→ OBIETTIVO DEL COMPITO:
Risponda in base al testo dell'esercizio.
(a) Su quale giornale si è espressa l'editrice Teresa Cremisi?
(b) Di quanto è aumentata in Gran Bretagna, nell'ultimo decennio, la richiesta di riassegnazione di genere da parte di ragazze e adolescenti?
(c) Quale festival ha annunciato che avrebbe tagliato i rapporti con il sistema bibliotecario di Halifax?

→ TESTO DELL'ESERCIZIO:
━━━━━━━━━━━━━━━━

Se continueremo a rileggere tutto il passato con le lenti di questo presente intossicato di ideologia, non si salverà niente. Perché come ha detto l’editrice Teresa Cremisi sul Journal du dimanche: “È il momento di celebrare Voltaire? Figurarsi, un islamofobo e antisemita. Rousseau? Impossibile, abbandonò i figli. Richelieu? Un traditore nato. Baudelaire? Un drogato misogino e depresso. C’è da domandarsi se almeno Santa Teresa di Lisieux potrebbe sfuggire al cattivo umore dei nostri contemporanei”.
Bruciano i Classici e i libri critici della teoria del gender. “Centoquarantasei persone ad Halifax, nella Nuova Scozia canadese, aspettano su una lista di prendere in prestito un libro dalla biblioteca. Una domanda incombe su di loro: gli attivisti gli permetteranno di leggerlo? Il libro è mio – ‘Irreversible Damage’ – ed è un’indagine su un mistero medico: perché il numero di ragazze e adolescenti che richiedono (e ottengono) la riassegnazione di genere è alle stelle negli Stati Uniti, in Canada, in Scandinavia e in Europa? In Gran Bretagna, è aumentato del 4.400 per cento nell’ultimo decennio”. Lo racconta Abigail Shrier. Il libro ha ottenuto il plauso di una rivista come l’Economist, non certo l’organo di propaganda della destra conservatrice. Eppure, è in corso una campagna per toglierlo dalla circolazione. “Un importante avvocato dell’American Civil Liberties Union ha chiesto che venisse bandito. Potenti organizzazioni come GLAAD hanno fatto pressioni contro di esso e sulle società – Target e Amazon tra le altre – per rimuovere il libro dai loro scaffali”. Su Science-Based Medicine, la dottoressa Harriet Hall ha appena condiviso le critiche di Shrier all’identità di genere applicata ai minori. “In un giorno, l’articolo della dottoressa Hall è stato inondato di mille commenti, per lo più, dice, da attivisti che chiedevano che l’articolo fosse rimosso dal sito, ma anche da alcuni lettori che esprimevano il loro apprezzamento. Le email arrabbiate degli attivisti hanno sommerso gli editori. Nel giro di due giorni, quegli editori avevano dato a Hall un ultimatum: ritrattare, riscrivere o consentire loro di aggiungere un disclaimer. Così ha deciso di far aggiungere un disclaimer degli editori che non erano d’accordo”. L’American Booksellers Association si è scusata per una pubblicità al libro.
Se i dipendenti di Amazon hanno chiesto al proprio datore di lavoro di censurare il libro, Halifax Pride, il festival LGBTQ annuale, ha annunciato che avrebbe tagliato i rapporti con il sistema bibliotecario della città per voler anche solo dare in prestito il libro di Shrier. Ci sono anche scrittori che hanno deciso di non mettere più piede nella biblioteca fintanto che avesse tenuto il titolo negli scaffali. “Vogliono che il libro sia cancellato dall’esistenza. Due copie in una biblioteca di quasi 1,2 milioni di volumi sono due di troppo”. E come racconta l’autrice sul Wall Street Journal, Grace Lavery, professoressa all’Università della California, è andata persino oltre: “Incoraggio a bruciare il libro di Abigail Shrier su una pira”.
Se continua così in occidente non basteranno più neanche le miserabili censure e i tristi autodafé. Bisognerà ripristinare i Bücherverbrennungen, i roghi libreschi di Goebbels.

━━━━━━━━━━━━━━━━

→ DATI FORNITI:
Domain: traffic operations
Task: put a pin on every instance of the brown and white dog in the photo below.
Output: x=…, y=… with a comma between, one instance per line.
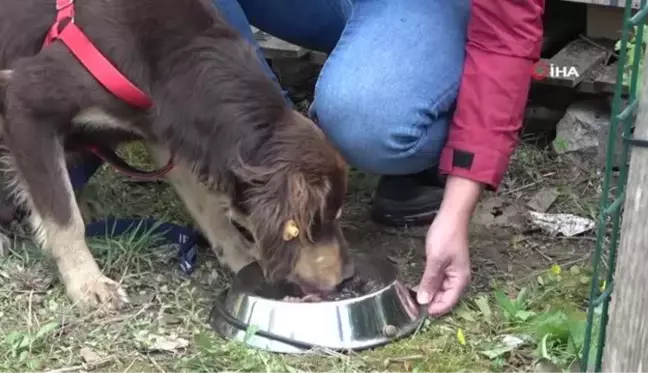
x=241, y=154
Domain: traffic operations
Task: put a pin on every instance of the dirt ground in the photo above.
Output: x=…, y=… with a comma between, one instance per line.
x=165, y=328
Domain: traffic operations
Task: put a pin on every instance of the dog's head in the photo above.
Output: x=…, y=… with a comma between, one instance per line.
x=294, y=204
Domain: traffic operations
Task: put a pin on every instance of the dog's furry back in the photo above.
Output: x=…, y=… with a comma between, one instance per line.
x=153, y=44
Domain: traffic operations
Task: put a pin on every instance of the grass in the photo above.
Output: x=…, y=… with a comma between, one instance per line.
x=526, y=305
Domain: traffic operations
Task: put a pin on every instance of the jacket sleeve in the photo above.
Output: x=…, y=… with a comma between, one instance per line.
x=504, y=42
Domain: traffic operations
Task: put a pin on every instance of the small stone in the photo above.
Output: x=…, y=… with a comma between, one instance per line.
x=390, y=331
x=88, y=355
x=542, y=200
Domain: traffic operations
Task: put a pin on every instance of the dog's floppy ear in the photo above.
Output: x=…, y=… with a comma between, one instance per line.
x=5, y=75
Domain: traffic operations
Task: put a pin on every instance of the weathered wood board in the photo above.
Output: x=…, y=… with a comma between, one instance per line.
x=273, y=47
x=576, y=59
x=615, y=3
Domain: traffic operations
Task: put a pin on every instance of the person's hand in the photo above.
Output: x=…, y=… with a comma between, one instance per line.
x=447, y=266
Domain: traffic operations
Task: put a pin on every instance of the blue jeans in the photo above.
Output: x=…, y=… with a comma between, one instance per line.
x=386, y=94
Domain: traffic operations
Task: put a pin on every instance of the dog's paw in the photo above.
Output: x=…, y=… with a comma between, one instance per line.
x=98, y=293
x=5, y=244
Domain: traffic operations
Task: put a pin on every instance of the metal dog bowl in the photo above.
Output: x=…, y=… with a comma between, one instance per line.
x=370, y=320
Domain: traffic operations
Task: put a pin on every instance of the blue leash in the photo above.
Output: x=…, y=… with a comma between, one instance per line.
x=186, y=238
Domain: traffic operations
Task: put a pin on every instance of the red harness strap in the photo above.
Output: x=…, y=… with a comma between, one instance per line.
x=102, y=70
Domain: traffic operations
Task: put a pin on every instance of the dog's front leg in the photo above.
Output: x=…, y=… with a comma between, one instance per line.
x=42, y=183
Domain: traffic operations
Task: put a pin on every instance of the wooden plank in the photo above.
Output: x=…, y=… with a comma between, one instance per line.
x=273, y=47
x=611, y=3
x=602, y=80
x=579, y=56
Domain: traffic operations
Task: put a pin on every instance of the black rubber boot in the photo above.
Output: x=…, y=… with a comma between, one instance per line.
x=408, y=200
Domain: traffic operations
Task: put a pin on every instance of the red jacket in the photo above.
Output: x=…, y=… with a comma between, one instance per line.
x=504, y=42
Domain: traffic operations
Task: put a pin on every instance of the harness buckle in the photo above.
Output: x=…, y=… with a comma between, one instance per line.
x=60, y=4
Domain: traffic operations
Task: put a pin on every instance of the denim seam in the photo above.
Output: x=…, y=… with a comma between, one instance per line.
x=442, y=96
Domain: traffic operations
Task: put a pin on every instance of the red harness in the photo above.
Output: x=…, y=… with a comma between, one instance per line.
x=106, y=74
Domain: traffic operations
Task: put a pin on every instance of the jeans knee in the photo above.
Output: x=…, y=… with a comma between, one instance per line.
x=379, y=133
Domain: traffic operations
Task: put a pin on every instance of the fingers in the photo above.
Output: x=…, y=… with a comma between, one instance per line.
x=448, y=296
x=430, y=282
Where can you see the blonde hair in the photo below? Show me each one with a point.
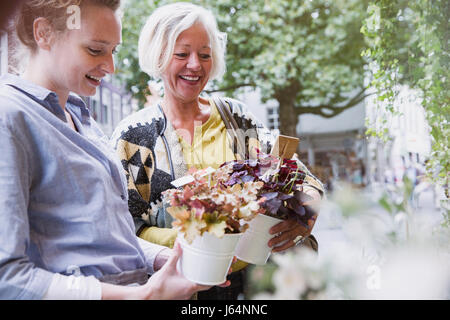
(55, 11)
(160, 32)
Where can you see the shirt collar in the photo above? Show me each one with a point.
(49, 99)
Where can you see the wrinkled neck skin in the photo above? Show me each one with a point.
(184, 114)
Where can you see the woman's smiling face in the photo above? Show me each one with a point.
(82, 57)
(190, 65)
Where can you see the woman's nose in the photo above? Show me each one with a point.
(108, 64)
(194, 62)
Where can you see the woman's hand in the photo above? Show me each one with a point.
(287, 231)
(168, 283)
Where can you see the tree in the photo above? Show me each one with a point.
(304, 54)
(409, 44)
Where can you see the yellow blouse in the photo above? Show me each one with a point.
(210, 147)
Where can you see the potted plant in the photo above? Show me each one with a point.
(211, 216)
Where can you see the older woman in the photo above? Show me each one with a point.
(180, 44)
(65, 230)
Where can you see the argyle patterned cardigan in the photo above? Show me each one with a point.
(137, 140)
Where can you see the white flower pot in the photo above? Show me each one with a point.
(252, 246)
(208, 258)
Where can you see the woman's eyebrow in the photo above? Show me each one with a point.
(188, 45)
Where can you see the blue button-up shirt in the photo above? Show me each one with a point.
(63, 196)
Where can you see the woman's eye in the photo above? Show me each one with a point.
(94, 51)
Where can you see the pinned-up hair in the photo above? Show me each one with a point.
(55, 11)
(160, 32)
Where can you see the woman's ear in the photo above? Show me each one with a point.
(43, 33)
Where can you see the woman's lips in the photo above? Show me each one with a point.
(94, 80)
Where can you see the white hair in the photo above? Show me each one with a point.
(160, 32)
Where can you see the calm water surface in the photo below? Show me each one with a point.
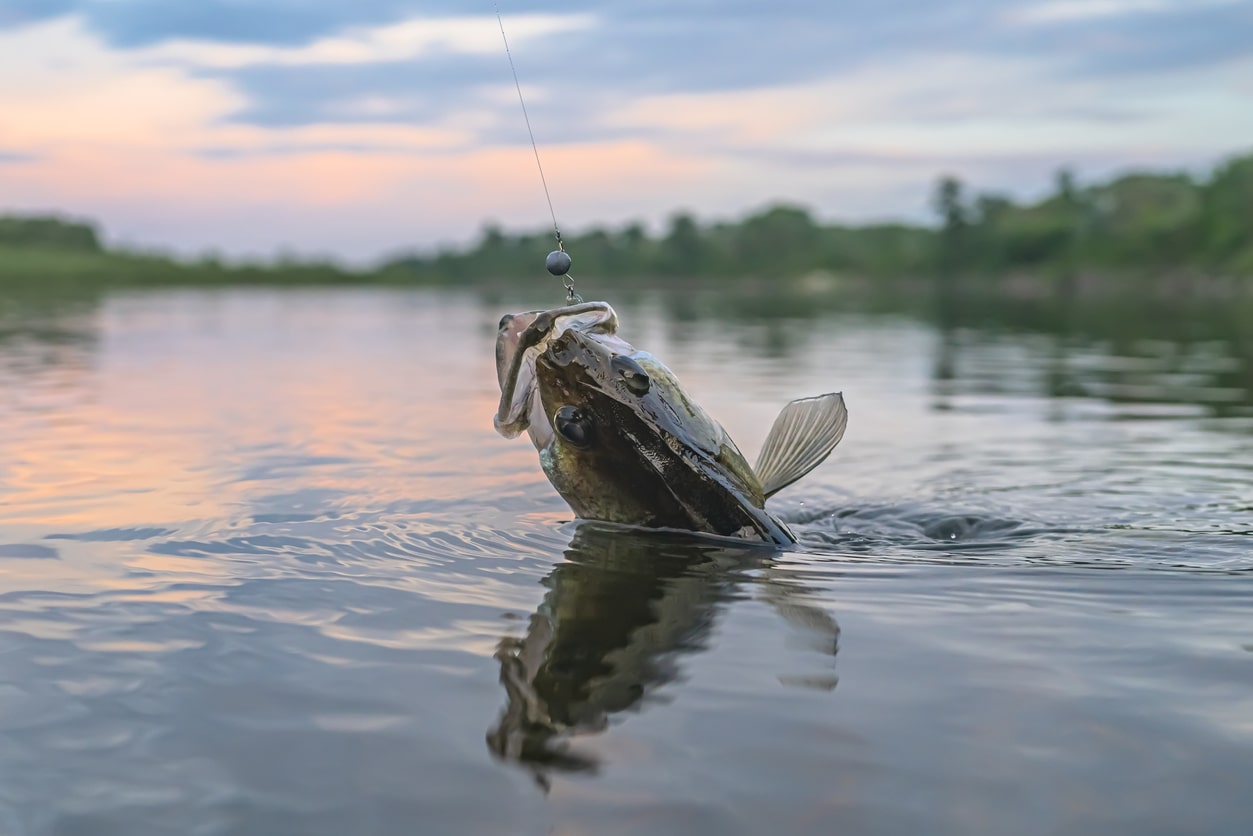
(266, 568)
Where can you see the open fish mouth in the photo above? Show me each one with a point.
(520, 340)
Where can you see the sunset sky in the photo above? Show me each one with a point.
(358, 129)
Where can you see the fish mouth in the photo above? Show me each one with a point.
(520, 340)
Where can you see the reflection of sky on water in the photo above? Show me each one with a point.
(259, 552)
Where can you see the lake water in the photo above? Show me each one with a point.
(266, 568)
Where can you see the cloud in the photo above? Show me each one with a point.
(399, 41)
(1076, 10)
(360, 128)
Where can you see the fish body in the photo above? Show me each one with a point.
(622, 441)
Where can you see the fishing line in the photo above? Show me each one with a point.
(558, 261)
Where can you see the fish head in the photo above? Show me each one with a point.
(617, 434)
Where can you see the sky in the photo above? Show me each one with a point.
(361, 129)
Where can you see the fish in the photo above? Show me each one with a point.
(622, 441)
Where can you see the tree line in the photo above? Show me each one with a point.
(1138, 222)
(1134, 224)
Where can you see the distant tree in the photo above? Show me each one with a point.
(950, 203)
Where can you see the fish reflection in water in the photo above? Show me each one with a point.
(618, 617)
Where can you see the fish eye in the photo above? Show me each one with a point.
(574, 425)
(632, 372)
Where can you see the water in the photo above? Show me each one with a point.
(265, 568)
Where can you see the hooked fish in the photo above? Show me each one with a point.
(623, 443)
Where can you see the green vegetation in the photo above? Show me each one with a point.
(1137, 227)
(1142, 231)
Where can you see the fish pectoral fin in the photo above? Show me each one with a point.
(803, 434)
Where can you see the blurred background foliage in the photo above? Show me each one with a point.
(1163, 233)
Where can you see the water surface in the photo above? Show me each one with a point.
(266, 568)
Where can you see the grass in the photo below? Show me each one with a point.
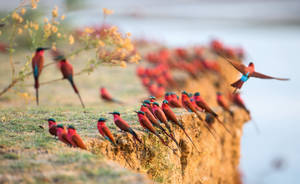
(29, 154)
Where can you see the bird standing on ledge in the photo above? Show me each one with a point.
(37, 67)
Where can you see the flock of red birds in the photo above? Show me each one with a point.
(155, 118)
(158, 78)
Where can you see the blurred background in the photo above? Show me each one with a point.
(268, 30)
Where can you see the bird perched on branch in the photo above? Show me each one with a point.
(75, 139)
(106, 96)
(67, 71)
(247, 71)
(52, 126)
(37, 67)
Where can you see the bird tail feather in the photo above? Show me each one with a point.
(238, 84)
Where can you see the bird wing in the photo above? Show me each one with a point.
(78, 141)
(237, 65)
(147, 125)
(263, 76)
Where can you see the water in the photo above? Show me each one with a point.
(271, 37)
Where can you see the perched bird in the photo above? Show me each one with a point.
(152, 118)
(247, 71)
(52, 126)
(173, 100)
(223, 103)
(194, 102)
(123, 125)
(149, 105)
(152, 99)
(145, 123)
(237, 100)
(37, 67)
(201, 103)
(62, 134)
(105, 132)
(67, 71)
(188, 105)
(172, 117)
(106, 96)
(74, 138)
(160, 115)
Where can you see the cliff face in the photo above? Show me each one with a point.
(218, 159)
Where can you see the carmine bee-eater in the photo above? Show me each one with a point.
(52, 126)
(37, 67)
(149, 105)
(237, 100)
(106, 96)
(67, 71)
(194, 103)
(247, 71)
(152, 99)
(123, 125)
(223, 103)
(201, 103)
(173, 101)
(188, 105)
(62, 134)
(105, 132)
(152, 118)
(172, 117)
(145, 123)
(160, 115)
(74, 138)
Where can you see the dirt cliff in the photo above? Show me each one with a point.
(218, 159)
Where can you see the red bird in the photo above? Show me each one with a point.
(152, 118)
(247, 73)
(105, 132)
(37, 67)
(173, 101)
(188, 105)
(107, 97)
(172, 117)
(52, 126)
(67, 71)
(223, 103)
(123, 125)
(145, 123)
(160, 115)
(201, 103)
(74, 138)
(62, 134)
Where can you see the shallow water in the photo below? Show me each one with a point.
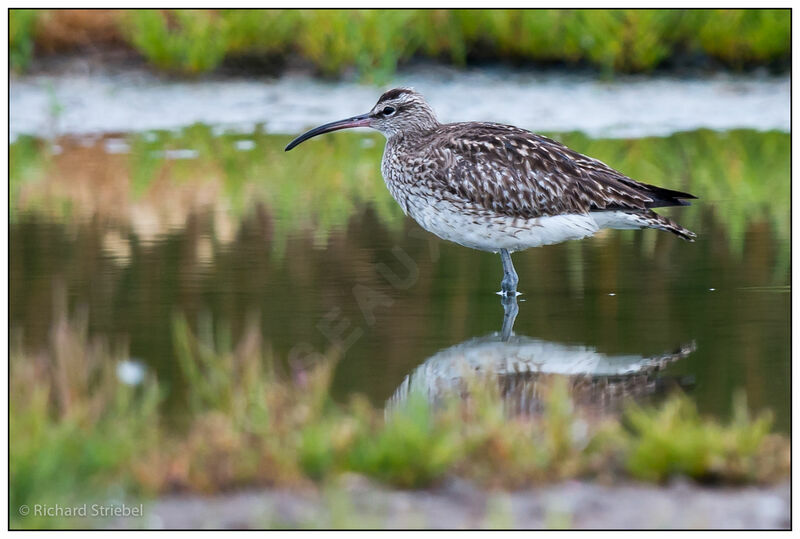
(90, 100)
(225, 228)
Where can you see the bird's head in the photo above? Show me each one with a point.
(401, 110)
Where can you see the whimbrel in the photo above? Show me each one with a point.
(500, 188)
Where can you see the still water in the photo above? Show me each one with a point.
(224, 228)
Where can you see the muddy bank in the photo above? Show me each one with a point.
(358, 503)
(81, 98)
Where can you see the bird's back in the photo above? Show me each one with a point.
(511, 172)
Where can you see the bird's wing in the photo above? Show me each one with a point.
(517, 173)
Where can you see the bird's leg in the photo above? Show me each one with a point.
(510, 310)
(508, 286)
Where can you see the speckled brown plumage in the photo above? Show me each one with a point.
(500, 188)
(513, 172)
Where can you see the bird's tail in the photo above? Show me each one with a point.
(655, 220)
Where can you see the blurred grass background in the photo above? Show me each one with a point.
(78, 433)
(744, 171)
(375, 42)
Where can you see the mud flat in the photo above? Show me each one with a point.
(359, 503)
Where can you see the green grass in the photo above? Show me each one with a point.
(741, 177)
(375, 42)
(79, 435)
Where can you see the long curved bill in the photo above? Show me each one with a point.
(356, 121)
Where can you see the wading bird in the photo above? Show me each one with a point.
(500, 188)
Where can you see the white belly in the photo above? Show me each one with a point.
(479, 229)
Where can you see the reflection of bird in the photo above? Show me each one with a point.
(523, 365)
(499, 188)
(520, 364)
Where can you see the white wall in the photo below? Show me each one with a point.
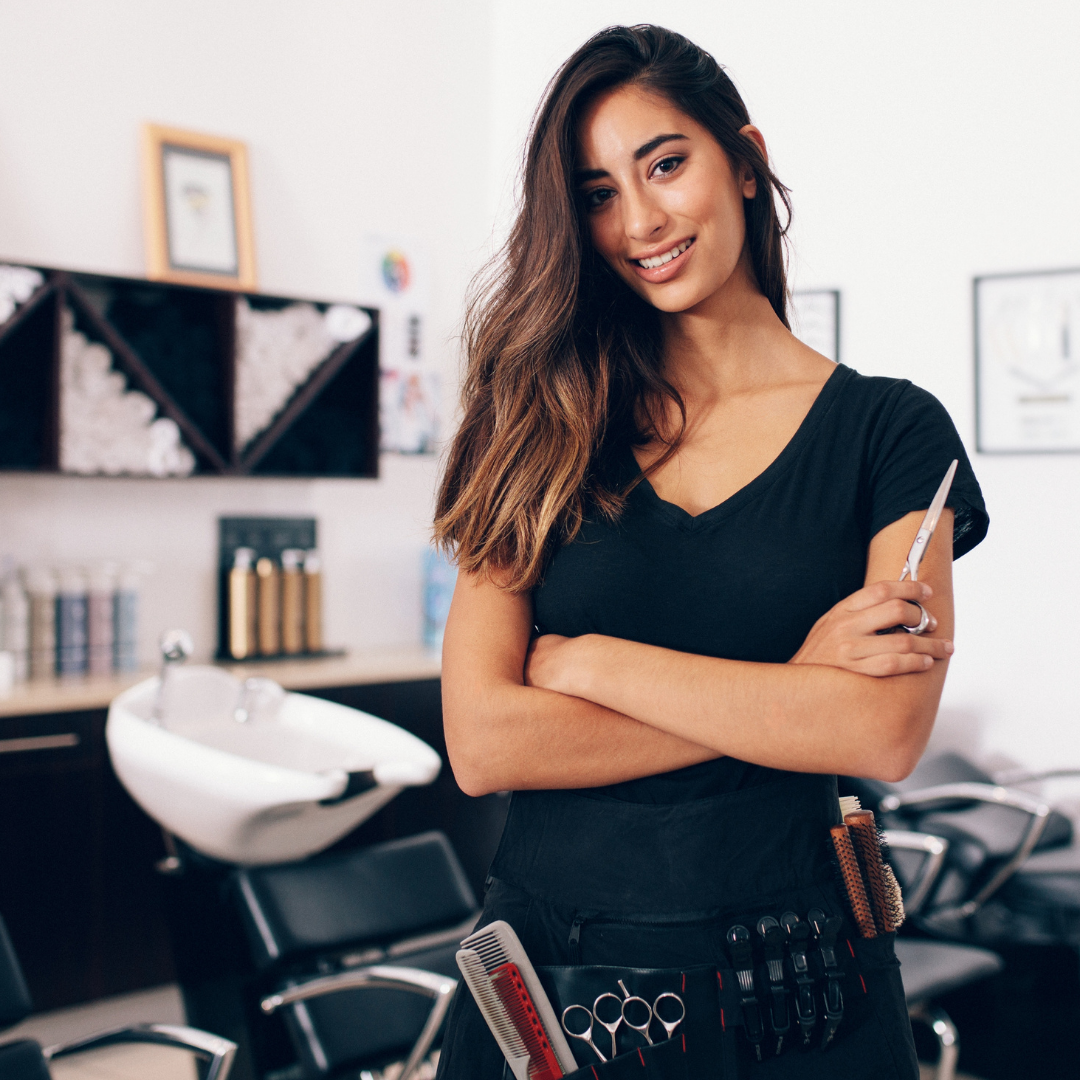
(926, 143)
(360, 117)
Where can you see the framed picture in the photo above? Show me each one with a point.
(198, 208)
(1027, 363)
(815, 320)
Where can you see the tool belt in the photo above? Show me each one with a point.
(737, 1015)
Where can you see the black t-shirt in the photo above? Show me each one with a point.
(747, 579)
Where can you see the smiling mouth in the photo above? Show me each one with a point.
(659, 260)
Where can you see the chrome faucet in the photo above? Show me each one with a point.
(176, 646)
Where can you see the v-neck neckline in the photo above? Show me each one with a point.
(676, 515)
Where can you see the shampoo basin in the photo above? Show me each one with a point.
(273, 788)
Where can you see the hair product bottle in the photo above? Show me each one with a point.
(41, 585)
(269, 607)
(100, 611)
(243, 629)
(313, 601)
(125, 621)
(71, 637)
(292, 601)
(16, 626)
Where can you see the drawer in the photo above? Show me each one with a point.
(62, 740)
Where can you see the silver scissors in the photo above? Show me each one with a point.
(618, 1013)
(919, 549)
(928, 526)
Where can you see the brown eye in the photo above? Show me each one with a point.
(667, 165)
(596, 198)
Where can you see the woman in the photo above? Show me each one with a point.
(678, 532)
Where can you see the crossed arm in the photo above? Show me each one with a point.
(593, 711)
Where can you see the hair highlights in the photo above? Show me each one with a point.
(564, 361)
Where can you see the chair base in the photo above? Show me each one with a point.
(945, 1033)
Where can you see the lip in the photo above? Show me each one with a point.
(657, 275)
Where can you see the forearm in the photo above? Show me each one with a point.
(511, 737)
(802, 717)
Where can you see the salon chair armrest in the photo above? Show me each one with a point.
(994, 795)
(934, 848)
(211, 1048)
(380, 977)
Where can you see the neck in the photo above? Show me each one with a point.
(726, 345)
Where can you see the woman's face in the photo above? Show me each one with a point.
(659, 190)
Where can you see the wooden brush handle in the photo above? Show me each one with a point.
(867, 847)
(853, 880)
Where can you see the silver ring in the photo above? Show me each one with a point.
(923, 621)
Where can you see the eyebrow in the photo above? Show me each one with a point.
(584, 175)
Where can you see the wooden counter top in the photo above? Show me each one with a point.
(404, 663)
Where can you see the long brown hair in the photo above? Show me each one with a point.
(565, 362)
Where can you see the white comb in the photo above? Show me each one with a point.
(497, 944)
(495, 1013)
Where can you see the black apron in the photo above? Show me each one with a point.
(599, 889)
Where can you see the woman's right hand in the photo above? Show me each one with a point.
(847, 635)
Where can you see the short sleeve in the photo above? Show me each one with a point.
(909, 453)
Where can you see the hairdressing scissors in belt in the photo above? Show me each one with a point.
(618, 1014)
(919, 549)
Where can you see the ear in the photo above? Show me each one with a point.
(747, 179)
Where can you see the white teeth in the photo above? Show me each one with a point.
(659, 260)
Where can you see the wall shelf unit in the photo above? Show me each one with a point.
(118, 376)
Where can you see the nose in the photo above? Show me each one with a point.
(644, 218)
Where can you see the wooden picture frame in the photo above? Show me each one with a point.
(198, 210)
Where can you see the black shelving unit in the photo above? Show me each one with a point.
(176, 343)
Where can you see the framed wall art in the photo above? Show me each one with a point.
(1027, 375)
(198, 210)
(814, 315)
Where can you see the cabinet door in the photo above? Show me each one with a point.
(77, 883)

━━━━━━━━━━━━━━━━

→ RISULTATO DELL'ESERCIZIO:
(a) Sul Journal du dimanche.
(b) Del 4.400 per cento.
(c) Halifax Pride, il festival LGBTQ annuale.